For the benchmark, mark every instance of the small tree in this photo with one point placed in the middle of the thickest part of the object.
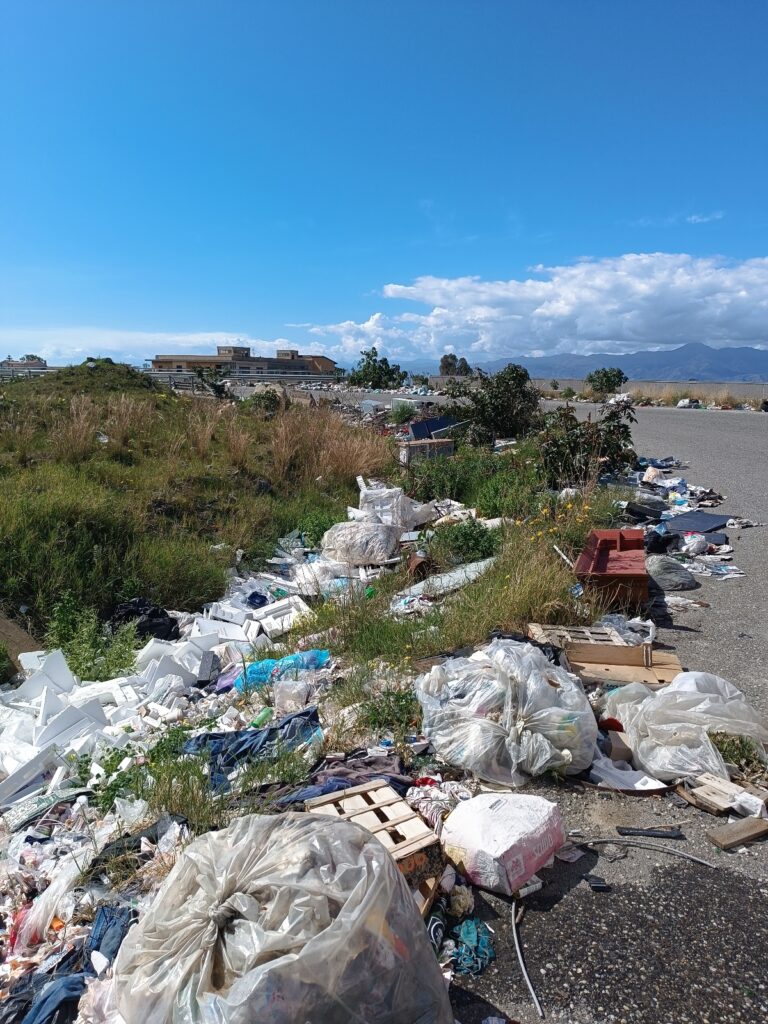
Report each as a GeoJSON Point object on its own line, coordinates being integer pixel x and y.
{"type": "Point", "coordinates": [503, 404]}
{"type": "Point", "coordinates": [606, 380]}
{"type": "Point", "coordinates": [376, 373]}
{"type": "Point", "coordinates": [448, 365]}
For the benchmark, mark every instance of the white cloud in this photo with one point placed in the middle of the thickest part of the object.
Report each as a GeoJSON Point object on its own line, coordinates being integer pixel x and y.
{"type": "Point", "coordinates": [616, 304]}
{"type": "Point", "coordinates": [73, 344]}
{"type": "Point", "coordinates": [705, 218]}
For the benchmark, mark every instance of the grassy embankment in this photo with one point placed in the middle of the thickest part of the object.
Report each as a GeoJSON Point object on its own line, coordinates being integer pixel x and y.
{"type": "Point", "coordinates": [112, 488]}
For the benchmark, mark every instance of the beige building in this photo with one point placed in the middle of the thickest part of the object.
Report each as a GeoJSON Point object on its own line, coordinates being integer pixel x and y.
{"type": "Point", "coordinates": [238, 359]}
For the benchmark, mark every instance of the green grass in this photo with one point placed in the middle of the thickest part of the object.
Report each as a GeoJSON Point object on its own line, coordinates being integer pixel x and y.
{"type": "Point", "coordinates": [139, 513]}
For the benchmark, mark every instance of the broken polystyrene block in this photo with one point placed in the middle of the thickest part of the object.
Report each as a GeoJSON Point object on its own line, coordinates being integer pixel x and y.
{"type": "Point", "coordinates": [31, 660]}
{"type": "Point", "coordinates": [279, 617]}
{"type": "Point", "coordinates": [227, 612]}
{"type": "Point", "coordinates": [167, 667]}
{"type": "Point", "coordinates": [223, 631]}
{"type": "Point", "coordinates": [153, 650]}
{"type": "Point", "coordinates": [70, 723]}
{"type": "Point", "coordinates": [53, 673]}
{"type": "Point", "coordinates": [50, 705]}
{"type": "Point", "coordinates": [41, 766]}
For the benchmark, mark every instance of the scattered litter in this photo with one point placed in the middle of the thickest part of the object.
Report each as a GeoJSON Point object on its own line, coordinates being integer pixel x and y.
{"type": "Point", "coordinates": [499, 841]}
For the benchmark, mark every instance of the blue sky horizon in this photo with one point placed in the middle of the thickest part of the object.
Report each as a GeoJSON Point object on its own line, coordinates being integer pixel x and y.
{"type": "Point", "coordinates": [496, 179]}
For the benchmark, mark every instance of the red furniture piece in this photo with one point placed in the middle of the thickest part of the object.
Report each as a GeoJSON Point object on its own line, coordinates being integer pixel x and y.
{"type": "Point", "coordinates": [614, 560]}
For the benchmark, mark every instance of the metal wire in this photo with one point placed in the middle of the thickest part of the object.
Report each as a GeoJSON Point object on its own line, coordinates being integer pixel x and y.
{"type": "Point", "coordinates": [520, 961]}
{"type": "Point", "coordinates": [643, 846]}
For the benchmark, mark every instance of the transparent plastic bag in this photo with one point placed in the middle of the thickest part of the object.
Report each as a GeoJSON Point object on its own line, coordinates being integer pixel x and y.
{"type": "Point", "coordinates": [668, 730]}
{"type": "Point", "coordinates": [360, 543]}
{"type": "Point", "coordinates": [287, 919]}
{"type": "Point", "coordinates": [505, 712]}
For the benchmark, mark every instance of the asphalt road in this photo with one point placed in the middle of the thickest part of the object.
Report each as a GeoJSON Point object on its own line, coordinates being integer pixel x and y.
{"type": "Point", "coordinates": [729, 453]}
{"type": "Point", "coordinates": [672, 942]}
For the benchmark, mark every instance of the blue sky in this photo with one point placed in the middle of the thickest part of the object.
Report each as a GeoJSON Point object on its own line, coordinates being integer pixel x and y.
{"type": "Point", "coordinates": [487, 176]}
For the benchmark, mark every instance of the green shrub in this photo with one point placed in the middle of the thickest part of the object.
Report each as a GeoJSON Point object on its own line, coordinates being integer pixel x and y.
{"type": "Point", "coordinates": [315, 522]}
{"type": "Point", "coordinates": [460, 477]}
{"type": "Point", "coordinates": [464, 542]}
{"type": "Point", "coordinates": [91, 652]}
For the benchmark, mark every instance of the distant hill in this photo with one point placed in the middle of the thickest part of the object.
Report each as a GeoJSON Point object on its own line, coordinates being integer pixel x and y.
{"type": "Point", "coordinates": [693, 361]}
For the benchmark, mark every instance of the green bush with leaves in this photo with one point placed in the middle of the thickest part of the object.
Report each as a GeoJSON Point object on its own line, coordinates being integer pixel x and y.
{"type": "Point", "coordinates": [503, 404]}
{"type": "Point", "coordinates": [91, 651]}
{"type": "Point", "coordinates": [7, 669]}
{"type": "Point", "coordinates": [577, 452]}
{"type": "Point", "coordinates": [464, 542]}
{"type": "Point", "coordinates": [459, 477]}
{"type": "Point", "coordinates": [376, 372]}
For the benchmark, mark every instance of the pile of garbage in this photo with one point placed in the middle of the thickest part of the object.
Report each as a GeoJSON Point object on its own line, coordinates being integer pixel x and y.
{"type": "Point", "coordinates": [353, 898]}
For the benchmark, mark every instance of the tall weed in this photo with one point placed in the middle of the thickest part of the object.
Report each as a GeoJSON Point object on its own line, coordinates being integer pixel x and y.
{"type": "Point", "coordinates": [74, 436]}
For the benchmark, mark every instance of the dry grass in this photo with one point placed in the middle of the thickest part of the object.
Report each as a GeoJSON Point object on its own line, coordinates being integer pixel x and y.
{"type": "Point", "coordinates": [202, 425]}
{"type": "Point", "coordinates": [17, 436]}
{"type": "Point", "coordinates": [74, 436]}
{"type": "Point", "coordinates": [125, 418]}
{"type": "Point", "coordinates": [307, 444]}
{"type": "Point", "coordinates": [724, 397]}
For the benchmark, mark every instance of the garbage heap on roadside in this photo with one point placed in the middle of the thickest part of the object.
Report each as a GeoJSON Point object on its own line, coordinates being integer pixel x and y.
{"type": "Point", "coordinates": [353, 898]}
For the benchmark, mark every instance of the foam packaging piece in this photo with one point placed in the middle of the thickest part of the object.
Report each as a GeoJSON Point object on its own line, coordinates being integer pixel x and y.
{"type": "Point", "coordinates": [500, 840]}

#####

Task directions
Output the line that contains "For the benchmark, mark every instance of the pile", followed by every later line in the listing, with no line omitted and none added.

Response
For the benchmark, mark every instance of the pile of garbage in this photo with one point placed in the middle of the thickest part of the object.
Report each as a GeoJSON Point object on its own line, coordinates being integer pixel x and y.
{"type": "Point", "coordinates": [353, 898]}
For the benchmark, mark every instance of the tall weed in this photo with one point placed in the middle of the thickest part of the object.
Report each as a GeoJSON Point object on its own line, coordinates being integer pixel x and y.
{"type": "Point", "coordinates": [74, 436]}
For the benchmark, mark every instance of the dry grass in this photo with one point placed in the middle of the thickest part of the object.
Report each as a GeoJSON Point object on its own line, coordinates being integer pixel x and y.
{"type": "Point", "coordinates": [202, 425]}
{"type": "Point", "coordinates": [17, 436]}
{"type": "Point", "coordinates": [74, 436]}
{"type": "Point", "coordinates": [125, 418]}
{"type": "Point", "coordinates": [307, 444]}
{"type": "Point", "coordinates": [724, 397]}
For the benchmark, mark every instance of the garbage heap on roadside in this photo with one point placed in the middle of the thickest part of the object.
Report each as a GeoJSON Point object on its own line, coordinates being integer pixel x and y.
{"type": "Point", "coordinates": [353, 898]}
For the benchmark, mark every instance of the foam packaging piece in this photo with one point placed in the middle of the thickest part of the object.
Report each as a GeoJSON Point object on its own line, coordinates being integer pixel x and y.
{"type": "Point", "coordinates": [500, 840]}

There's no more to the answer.